One questions how they should engage more, whilst the other grapples with how to reconcile two seemingly competing theories of how much, and what type of interactions are most beneficial for the child’s experience and outcomes.

In regards to how Madison should engage more, the Australia Framework, Belonging, Being, Becoming (EYLF) provides some direction to the educator’s interaction to extend children’s learning, drawing on the term “teachable moments” to scaffold children’s learning via providing feedback, challenging their thinking, open ended questions, and guiding their learning. Stating that responsiveness, our knowledge of children’s strengths, abilities and interests enables us to stimulate and enrich children’s learning and thinking by respectfully entering their play (DEEWR, 2009, p. 15)

The ‘knowing’ when is a ‘teachable moment’, is one of the areas of concern for Madison, and for many ECE’s. What is a ‘teachable moment’? How is the identification of a teachable moment affected by an educator’s knowing, doing and being? How do experienced educators make a decision of when is a ‘teachable moment’? The framework tells us by using their knowledge of the child, which develops from careful observation and interaction, but also by considering their beliefs of what is important to teach, and their understanding of child development to interpret the observations and interactions. Hyun, reminds us that a teacher’s idea of a teachable moment may not match with the learner’s learnable moment, noting that ‘scaffolding requires individualized pedagogical adaptation for each learner in a learner-meaningful context (2006, pp. 136-137).
Communication - Children begin to sort, categorise, order and compare collections and events and attributes - Kallista Kindergarten
Intentional teaching is one of the eight key pedagogical practices in the EYLF, which explains ‘Intentional Teaching’ as thoughtful, purposeful and deliberate, with a focus on ‘knowledge-building’ that is carefully planned for. It is through interactions and conversations within a social context that learning occurs. High-level thinking skills are fostered through challenging experiences and interactions. The EYLF explains “Educators move flexibly in and out of different roles and draw on different strategies as the context changes,” using strategies not unlike those for ‘teachable moments’, modelling and demonstrating, explaining, speculating, open questioning, “engaging in shared thinking and problem solving to extend children’s think and learning” (DEEWR, 2009, p. 15).

Would Madison’s knowing-doing gap be reduced if she focused on ‘intentional teaching’, which is explained as carefully planned, rather than trying to focus on the intangible, fleeting, unplanned opportunity of a ‘teachable moment?’ Further, as Horton elaborates, “the way you really learn is to start something and learn as you go along” (Harvey, Lisman, & American Association for Higher, 2006).

──────

REQUEST 1
In the passage on teachable moments, how many key pedagogical practices does the EYLF include?

──────

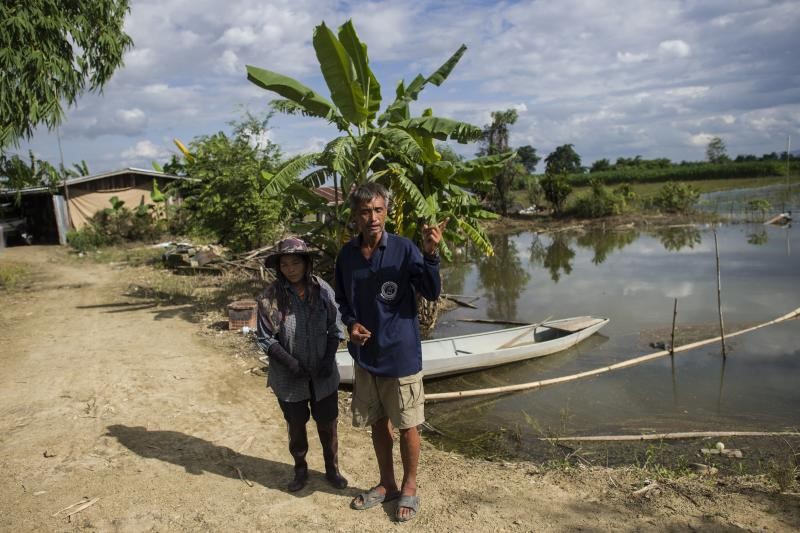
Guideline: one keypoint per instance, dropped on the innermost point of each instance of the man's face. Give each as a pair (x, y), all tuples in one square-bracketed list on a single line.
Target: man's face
[(371, 217)]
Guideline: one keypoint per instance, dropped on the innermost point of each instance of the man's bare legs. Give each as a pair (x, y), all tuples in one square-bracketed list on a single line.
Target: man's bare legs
[(383, 442), (409, 452)]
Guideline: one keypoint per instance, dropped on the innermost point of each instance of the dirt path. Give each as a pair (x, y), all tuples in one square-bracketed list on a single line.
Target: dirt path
[(106, 396)]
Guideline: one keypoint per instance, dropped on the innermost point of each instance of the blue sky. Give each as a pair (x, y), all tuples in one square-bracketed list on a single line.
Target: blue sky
[(615, 78)]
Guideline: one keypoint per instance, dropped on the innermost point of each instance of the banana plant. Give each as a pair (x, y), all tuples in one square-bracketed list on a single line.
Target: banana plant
[(391, 147)]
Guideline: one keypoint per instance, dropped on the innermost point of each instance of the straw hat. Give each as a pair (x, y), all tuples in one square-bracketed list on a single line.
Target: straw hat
[(291, 245)]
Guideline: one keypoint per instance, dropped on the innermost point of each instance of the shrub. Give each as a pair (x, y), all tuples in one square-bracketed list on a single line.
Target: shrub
[(602, 201), (556, 189), (682, 172), (676, 197), (11, 275)]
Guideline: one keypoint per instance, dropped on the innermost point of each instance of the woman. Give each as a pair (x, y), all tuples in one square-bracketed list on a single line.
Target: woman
[(298, 328)]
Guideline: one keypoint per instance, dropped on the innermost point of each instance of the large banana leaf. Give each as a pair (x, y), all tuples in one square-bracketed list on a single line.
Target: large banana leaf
[(412, 194), (289, 107), (338, 154), (288, 174), (398, 110), (339, 73), (358, 54), (312, 200), (293, 90), (402, 142), (441, 74), (441, 129)]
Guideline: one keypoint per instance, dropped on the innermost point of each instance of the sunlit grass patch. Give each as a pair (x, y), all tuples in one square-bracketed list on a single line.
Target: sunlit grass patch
[(12, 275)]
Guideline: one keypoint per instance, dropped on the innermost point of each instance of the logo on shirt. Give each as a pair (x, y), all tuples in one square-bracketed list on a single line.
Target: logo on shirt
[(389, 290)]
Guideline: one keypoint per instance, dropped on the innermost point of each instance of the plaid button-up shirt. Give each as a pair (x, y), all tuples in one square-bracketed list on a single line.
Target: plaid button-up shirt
[(304, 333)]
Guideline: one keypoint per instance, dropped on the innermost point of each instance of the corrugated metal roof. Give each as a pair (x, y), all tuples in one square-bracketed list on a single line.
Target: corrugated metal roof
[(92, 177)]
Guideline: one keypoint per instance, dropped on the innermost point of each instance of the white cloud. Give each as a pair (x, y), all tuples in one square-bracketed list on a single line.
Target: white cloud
[(145, 150), (677, 48), (624, 81), (132, 116), (239, 36), (629, 57), (687, 92), (701, 139), (229, 62)]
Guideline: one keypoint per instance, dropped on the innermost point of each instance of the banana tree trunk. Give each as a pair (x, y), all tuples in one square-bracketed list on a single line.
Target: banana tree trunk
[(428, 313)]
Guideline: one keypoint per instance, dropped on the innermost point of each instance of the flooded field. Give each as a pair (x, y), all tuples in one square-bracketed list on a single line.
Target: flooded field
[(633, 278)]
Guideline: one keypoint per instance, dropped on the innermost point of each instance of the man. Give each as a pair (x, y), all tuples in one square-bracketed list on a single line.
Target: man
[(378, 276)]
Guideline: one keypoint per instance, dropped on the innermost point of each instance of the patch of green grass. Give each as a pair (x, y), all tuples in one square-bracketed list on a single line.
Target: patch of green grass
[(133, 256), (649, 190), (12, 275)]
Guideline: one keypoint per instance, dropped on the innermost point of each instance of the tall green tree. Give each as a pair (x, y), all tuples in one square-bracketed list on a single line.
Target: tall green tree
[(228, 198), (528, 158), (391, 147), (495, 141), (563, 160), (52, 52)]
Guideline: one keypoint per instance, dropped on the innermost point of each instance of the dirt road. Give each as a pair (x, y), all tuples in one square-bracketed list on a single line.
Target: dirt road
[(111, 397)]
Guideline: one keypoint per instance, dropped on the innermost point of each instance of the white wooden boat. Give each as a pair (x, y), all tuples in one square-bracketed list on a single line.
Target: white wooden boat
[(466, 353)]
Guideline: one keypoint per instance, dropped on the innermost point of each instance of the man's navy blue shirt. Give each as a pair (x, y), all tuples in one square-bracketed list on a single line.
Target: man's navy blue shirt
[(380, 293)]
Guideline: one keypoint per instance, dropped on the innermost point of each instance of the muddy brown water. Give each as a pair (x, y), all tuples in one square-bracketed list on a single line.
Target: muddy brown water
[(632, 277)]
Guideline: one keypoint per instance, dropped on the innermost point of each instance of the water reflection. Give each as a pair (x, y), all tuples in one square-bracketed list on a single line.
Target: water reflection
[(758, 239), (632, 278), (603, 243), (675, 239), (558, 257), (502, 277)]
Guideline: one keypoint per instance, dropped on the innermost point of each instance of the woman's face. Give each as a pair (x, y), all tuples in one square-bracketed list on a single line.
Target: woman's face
[(293, 267)]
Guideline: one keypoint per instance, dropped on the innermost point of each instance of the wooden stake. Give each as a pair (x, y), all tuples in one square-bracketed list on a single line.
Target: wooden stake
[(719, 298), (672, 338), (616, 366)]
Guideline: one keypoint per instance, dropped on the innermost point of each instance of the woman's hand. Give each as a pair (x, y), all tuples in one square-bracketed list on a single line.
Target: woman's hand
[(359, 334)]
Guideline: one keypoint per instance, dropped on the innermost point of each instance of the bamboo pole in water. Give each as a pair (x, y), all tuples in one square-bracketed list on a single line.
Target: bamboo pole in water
[(672, 337), (679, 435), (602, 370), (719, 299)]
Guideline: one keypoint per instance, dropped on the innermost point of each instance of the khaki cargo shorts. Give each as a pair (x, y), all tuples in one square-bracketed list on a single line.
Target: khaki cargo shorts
[(401, 400)]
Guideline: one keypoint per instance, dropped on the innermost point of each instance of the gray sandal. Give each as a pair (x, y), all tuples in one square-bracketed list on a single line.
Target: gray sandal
[(411, 502), (373, 497)]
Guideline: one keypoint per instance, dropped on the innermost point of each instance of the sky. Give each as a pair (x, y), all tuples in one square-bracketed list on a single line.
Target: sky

──────

REQUEST 2
Copy the rows word for word, from the line with "the woman's face." up to and including the line with "[(672, 337), (679, 435), (602, 370), (719, 299)]".

WORKED SOLUTION 1
Eight.

WORKED SOLUTION 2
Guideline: one keypoint per instance, dropped on the innermost point of each instance of the woman's face. Give each as a pair (x, y), all tuples in one square-bracketed list on a single line.
Target: woman's face
[(293, 267)]
Guideline: one keypoint per instance, dropped on the innermost point of each instance of the wooden stake. Give each as a pair (x, y), all tuples in one square-bracketed list on a single line.
Target: wooden stake
[(719, 298), (672, 338), (616, 366)]
Guideline: one keypoint per instance, dropped on the innermost point of each instance of the woman's hand. Give each as a pair (x, y), all tuples in one square-bracketed list on a single line.
Target: woman's hand
[(359, 334)]
Guideline: one keypoint per instance, dropped on the innermost point of each instance of the bamboo pole in water. Give each as a pair (x, y), all tuples in one square-bracketed list on a single line.
Target: bamboo pole in water
[(672, 337), (679, 435), (602, 370), (719, 299)]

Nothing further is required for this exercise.